── Material for the task ──

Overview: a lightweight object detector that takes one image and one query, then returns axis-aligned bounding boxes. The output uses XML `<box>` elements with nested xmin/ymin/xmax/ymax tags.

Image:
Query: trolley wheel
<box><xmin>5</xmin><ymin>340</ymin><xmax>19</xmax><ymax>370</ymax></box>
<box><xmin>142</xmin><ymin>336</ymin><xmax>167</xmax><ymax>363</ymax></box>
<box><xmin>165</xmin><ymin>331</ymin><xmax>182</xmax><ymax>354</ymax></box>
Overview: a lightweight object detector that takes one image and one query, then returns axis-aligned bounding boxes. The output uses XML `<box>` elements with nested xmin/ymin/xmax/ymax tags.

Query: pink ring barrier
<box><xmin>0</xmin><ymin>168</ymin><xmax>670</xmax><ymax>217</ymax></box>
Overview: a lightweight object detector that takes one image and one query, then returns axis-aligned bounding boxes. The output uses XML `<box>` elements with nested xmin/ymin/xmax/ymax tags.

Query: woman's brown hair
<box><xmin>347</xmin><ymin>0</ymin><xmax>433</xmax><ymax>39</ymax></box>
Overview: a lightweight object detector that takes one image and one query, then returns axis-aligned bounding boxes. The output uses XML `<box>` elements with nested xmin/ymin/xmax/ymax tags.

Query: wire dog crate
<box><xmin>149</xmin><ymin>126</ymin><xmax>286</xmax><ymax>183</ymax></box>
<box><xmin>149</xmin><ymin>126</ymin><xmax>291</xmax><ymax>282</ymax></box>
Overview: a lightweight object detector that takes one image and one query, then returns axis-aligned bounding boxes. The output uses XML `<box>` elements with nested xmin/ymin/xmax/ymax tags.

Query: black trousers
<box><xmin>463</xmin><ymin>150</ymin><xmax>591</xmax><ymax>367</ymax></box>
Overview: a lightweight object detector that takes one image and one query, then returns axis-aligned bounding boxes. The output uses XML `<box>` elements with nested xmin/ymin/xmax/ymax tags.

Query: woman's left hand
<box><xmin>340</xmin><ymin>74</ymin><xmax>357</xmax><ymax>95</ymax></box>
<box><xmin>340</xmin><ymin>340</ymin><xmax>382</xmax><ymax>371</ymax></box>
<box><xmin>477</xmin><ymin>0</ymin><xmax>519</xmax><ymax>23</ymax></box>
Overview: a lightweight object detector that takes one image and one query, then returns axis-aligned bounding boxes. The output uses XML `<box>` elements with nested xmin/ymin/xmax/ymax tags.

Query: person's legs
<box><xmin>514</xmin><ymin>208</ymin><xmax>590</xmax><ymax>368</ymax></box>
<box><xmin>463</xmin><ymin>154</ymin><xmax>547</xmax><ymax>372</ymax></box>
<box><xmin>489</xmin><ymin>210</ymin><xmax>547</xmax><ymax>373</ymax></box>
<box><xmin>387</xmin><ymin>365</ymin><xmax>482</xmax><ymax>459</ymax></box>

───

Short exercise: Count the lines in the entries above that contain the string "woman", and reply with the number alone.

Task output: 2